> [Your assignment] Scan the material and copy every line in which "flower" appears.

> [Given data]
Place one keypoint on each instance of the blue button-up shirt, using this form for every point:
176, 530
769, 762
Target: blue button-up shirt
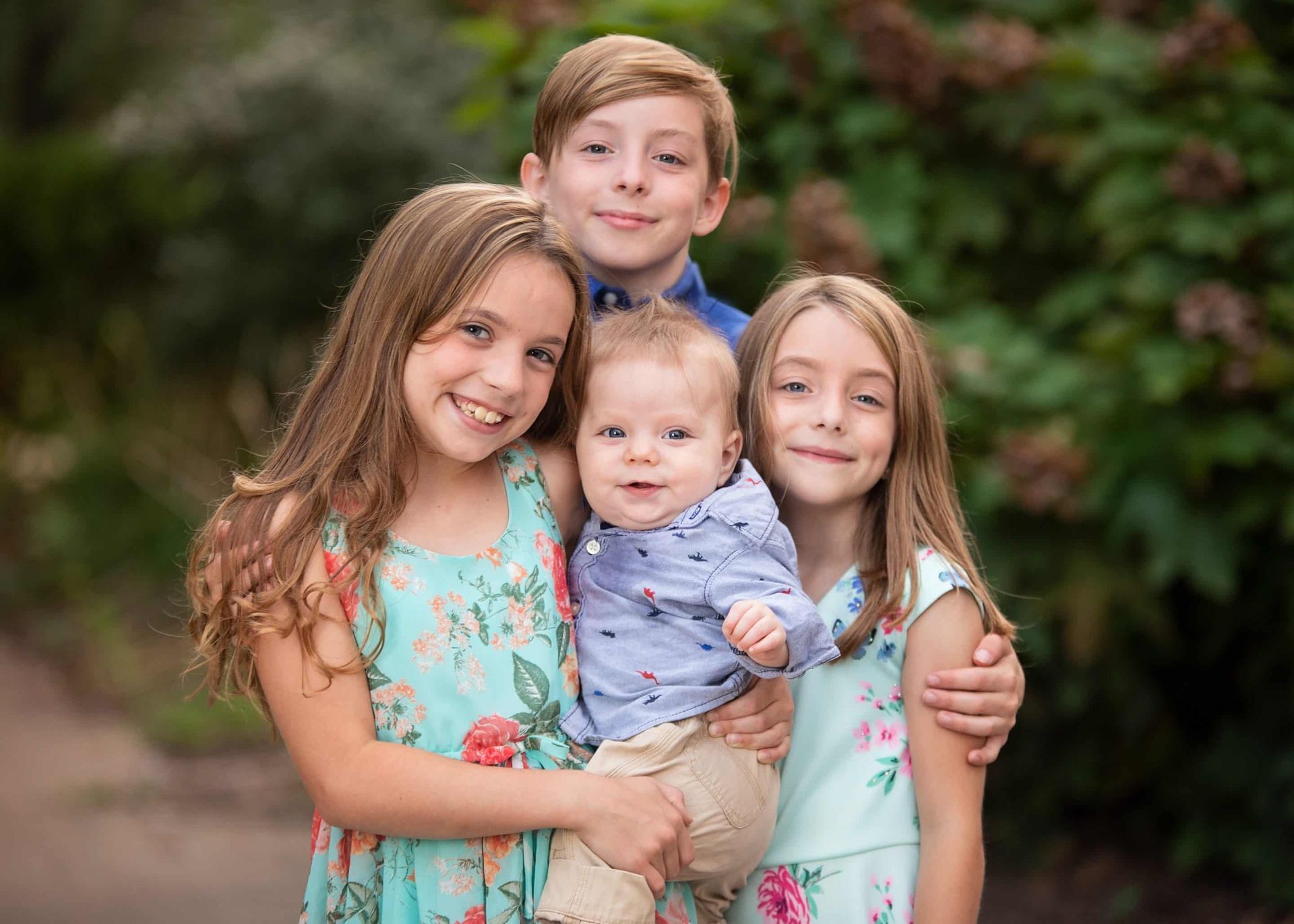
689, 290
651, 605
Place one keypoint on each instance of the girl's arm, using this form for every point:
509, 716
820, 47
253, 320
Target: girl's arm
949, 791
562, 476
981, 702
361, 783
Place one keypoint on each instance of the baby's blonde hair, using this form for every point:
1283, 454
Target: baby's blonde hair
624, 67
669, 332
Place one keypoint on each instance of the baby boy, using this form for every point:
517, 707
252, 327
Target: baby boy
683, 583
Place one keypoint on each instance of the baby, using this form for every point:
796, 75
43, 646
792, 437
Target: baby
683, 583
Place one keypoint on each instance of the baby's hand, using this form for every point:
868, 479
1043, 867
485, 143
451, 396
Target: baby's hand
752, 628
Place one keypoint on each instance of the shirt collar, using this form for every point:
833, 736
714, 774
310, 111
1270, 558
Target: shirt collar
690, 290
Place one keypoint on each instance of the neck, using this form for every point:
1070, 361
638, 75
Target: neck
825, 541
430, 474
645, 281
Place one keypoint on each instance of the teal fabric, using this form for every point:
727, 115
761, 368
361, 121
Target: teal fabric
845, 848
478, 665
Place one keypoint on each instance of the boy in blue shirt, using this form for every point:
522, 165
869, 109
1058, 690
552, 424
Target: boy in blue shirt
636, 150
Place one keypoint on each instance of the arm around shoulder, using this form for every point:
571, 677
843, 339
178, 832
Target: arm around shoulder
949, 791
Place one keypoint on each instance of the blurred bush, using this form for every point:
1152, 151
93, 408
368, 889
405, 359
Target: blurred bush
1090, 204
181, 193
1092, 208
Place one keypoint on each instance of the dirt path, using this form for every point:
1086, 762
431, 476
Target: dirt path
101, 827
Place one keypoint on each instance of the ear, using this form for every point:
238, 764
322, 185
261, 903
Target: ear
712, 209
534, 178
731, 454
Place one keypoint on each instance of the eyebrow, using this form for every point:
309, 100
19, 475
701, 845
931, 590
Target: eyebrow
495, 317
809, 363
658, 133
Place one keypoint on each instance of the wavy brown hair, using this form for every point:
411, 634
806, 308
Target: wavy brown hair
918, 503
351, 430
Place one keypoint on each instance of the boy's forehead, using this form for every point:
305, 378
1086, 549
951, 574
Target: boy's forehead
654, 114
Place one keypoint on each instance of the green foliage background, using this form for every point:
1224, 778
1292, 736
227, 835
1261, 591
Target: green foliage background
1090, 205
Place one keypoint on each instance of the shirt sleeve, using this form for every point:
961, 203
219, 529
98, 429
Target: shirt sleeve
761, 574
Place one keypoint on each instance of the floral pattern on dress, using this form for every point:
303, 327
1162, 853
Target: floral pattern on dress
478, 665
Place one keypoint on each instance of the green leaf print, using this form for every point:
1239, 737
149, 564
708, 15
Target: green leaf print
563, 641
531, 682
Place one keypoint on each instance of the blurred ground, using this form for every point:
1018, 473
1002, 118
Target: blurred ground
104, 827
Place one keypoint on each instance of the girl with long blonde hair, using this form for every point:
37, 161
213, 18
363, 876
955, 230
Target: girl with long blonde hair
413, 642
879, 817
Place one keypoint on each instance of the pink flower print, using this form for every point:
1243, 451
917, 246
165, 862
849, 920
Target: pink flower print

==

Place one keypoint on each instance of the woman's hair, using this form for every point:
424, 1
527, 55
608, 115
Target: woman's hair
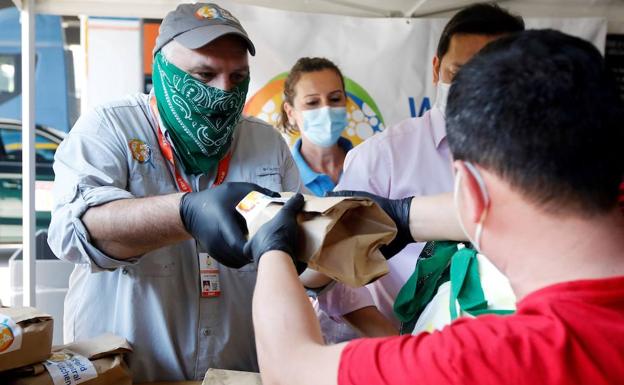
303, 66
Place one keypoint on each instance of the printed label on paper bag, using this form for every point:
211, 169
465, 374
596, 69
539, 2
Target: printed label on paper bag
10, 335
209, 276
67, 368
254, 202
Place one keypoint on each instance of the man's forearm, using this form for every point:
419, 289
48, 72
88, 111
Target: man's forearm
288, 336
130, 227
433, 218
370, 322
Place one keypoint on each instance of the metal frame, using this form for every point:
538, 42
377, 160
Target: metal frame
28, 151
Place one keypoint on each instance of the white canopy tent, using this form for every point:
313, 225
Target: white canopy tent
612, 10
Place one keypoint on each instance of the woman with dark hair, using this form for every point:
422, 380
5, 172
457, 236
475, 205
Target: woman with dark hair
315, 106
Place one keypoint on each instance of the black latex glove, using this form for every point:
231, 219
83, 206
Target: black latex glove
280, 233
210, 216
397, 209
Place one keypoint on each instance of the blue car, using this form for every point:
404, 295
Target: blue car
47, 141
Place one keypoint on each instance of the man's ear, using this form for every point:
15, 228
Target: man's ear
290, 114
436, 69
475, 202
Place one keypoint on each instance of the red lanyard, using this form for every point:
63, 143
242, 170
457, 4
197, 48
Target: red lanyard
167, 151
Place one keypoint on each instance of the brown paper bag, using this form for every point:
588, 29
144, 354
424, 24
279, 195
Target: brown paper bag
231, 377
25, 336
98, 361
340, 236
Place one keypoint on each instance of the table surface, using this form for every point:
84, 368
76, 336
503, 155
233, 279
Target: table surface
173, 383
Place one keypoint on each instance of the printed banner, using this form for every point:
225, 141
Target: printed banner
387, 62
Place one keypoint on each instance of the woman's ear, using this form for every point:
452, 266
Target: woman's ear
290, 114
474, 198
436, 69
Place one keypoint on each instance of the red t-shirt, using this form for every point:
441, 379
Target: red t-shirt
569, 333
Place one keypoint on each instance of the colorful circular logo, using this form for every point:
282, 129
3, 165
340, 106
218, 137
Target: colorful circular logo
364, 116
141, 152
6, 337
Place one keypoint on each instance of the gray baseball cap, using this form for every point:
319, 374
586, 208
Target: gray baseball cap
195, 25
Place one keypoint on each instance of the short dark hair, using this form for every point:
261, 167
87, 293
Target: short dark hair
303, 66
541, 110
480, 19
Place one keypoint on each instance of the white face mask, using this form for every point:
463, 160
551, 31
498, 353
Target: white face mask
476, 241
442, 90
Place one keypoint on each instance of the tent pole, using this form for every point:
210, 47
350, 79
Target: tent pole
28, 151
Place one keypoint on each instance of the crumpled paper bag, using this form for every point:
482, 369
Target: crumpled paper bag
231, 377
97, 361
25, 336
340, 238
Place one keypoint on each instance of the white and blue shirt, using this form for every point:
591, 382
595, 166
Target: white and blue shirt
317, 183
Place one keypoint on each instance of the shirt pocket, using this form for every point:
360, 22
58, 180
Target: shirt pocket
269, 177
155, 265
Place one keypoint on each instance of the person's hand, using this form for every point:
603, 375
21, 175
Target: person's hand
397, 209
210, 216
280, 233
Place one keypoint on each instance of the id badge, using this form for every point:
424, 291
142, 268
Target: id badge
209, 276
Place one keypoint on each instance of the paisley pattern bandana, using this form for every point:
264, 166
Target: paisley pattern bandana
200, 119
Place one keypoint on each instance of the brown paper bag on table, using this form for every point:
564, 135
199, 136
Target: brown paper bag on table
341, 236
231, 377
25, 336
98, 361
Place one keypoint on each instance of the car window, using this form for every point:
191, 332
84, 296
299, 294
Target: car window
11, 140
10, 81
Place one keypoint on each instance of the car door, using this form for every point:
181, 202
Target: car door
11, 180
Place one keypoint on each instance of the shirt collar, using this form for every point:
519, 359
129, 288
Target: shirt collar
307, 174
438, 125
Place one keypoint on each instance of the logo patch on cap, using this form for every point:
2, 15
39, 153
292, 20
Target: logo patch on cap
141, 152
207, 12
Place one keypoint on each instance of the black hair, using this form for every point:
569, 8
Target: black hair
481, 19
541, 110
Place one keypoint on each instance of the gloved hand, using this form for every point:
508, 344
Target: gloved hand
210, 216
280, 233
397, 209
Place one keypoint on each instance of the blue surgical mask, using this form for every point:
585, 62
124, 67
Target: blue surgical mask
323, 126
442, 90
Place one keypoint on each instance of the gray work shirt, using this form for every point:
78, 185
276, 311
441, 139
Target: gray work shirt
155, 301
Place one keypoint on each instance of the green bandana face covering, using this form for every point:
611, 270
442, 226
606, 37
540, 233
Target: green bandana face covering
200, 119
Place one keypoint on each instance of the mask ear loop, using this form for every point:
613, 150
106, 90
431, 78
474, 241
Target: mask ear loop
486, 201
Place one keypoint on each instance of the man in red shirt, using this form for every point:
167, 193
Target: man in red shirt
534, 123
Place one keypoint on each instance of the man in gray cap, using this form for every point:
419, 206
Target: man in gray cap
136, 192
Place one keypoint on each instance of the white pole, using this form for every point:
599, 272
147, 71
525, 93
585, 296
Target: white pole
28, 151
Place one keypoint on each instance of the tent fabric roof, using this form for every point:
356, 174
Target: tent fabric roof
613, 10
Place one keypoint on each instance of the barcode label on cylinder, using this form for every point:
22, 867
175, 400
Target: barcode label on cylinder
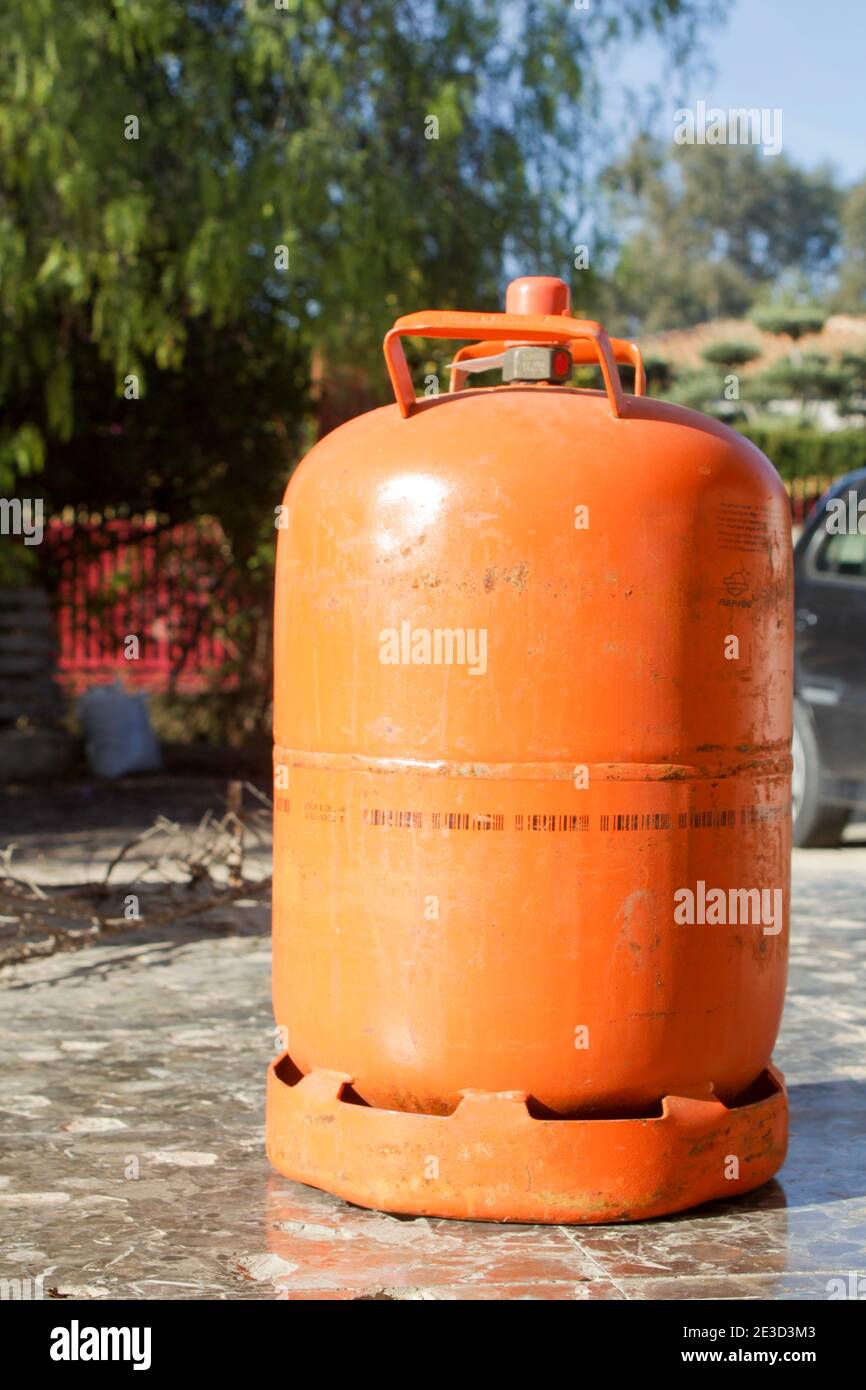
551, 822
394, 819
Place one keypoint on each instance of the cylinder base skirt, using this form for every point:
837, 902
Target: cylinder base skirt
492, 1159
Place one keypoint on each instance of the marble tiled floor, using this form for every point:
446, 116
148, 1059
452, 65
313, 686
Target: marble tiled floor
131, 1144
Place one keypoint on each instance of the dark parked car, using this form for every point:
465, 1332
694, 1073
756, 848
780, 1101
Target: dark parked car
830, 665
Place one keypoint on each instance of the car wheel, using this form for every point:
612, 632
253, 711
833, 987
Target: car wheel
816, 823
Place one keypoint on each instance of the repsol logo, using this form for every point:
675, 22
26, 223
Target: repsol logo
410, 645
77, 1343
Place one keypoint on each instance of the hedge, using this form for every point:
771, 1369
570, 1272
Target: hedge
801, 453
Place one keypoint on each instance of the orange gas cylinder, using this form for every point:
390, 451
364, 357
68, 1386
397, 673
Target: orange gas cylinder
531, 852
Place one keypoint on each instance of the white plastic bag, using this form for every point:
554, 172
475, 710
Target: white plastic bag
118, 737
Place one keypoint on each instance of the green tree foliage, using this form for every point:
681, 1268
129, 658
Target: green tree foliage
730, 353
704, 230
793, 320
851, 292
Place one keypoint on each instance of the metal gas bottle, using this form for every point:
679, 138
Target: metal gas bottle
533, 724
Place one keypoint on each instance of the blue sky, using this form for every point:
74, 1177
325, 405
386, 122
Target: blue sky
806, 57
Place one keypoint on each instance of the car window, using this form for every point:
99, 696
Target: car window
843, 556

==

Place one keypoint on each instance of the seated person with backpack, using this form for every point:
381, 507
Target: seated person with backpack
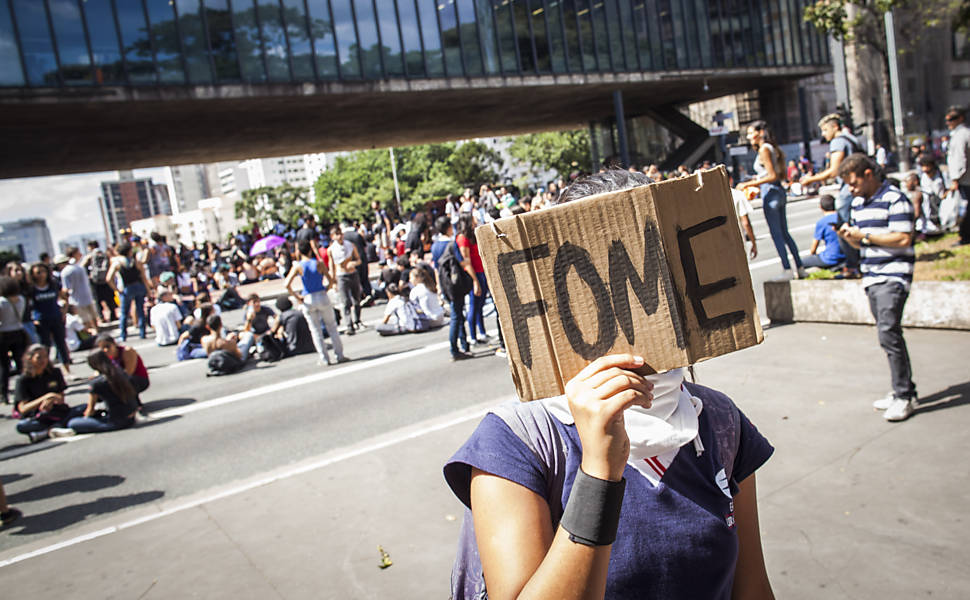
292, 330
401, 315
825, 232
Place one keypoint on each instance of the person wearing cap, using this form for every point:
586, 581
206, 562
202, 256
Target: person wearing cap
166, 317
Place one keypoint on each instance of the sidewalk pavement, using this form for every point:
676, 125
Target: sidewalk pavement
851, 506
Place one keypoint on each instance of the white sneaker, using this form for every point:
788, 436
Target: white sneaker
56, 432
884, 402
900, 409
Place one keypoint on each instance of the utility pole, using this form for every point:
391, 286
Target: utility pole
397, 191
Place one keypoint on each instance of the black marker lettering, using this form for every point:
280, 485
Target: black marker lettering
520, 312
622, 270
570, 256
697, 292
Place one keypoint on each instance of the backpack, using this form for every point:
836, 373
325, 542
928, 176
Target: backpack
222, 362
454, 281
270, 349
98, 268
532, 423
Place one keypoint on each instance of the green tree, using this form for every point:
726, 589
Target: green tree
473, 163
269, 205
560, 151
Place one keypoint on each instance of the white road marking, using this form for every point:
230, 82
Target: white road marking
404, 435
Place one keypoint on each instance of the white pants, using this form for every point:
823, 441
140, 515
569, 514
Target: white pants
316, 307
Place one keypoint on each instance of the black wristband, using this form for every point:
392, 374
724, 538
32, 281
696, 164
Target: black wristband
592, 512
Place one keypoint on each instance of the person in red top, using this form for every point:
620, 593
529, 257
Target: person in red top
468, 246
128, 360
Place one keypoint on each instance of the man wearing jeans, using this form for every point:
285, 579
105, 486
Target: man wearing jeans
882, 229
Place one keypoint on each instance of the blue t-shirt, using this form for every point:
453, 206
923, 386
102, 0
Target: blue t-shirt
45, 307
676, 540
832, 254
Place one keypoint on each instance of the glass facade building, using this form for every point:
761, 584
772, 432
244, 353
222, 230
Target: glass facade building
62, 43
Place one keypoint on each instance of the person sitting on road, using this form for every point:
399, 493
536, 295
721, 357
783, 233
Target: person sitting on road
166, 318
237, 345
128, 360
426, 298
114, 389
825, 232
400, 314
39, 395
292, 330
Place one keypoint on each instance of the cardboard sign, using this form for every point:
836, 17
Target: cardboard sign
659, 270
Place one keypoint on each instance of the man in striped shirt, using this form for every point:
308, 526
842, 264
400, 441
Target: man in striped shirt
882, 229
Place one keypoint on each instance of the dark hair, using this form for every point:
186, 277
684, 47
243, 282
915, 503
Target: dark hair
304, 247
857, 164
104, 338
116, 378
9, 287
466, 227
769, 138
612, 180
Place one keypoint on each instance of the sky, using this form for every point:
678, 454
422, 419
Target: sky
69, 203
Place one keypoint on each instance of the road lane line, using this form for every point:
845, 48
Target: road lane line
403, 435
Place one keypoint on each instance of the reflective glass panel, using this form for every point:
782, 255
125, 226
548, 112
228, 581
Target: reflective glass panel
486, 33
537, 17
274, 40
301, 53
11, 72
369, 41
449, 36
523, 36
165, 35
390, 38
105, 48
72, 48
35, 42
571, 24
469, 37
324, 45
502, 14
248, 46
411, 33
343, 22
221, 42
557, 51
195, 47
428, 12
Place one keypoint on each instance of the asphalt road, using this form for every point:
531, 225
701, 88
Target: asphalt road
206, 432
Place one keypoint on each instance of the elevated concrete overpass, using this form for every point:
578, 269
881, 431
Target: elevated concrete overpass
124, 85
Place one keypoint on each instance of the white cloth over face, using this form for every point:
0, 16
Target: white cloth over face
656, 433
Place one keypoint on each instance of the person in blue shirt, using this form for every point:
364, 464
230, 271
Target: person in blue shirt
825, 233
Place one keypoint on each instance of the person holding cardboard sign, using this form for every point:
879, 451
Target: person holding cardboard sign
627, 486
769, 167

> [Answer space]
Place one keypoint on each instance of the pink flower print, using this form for every point:
Target: pink flower print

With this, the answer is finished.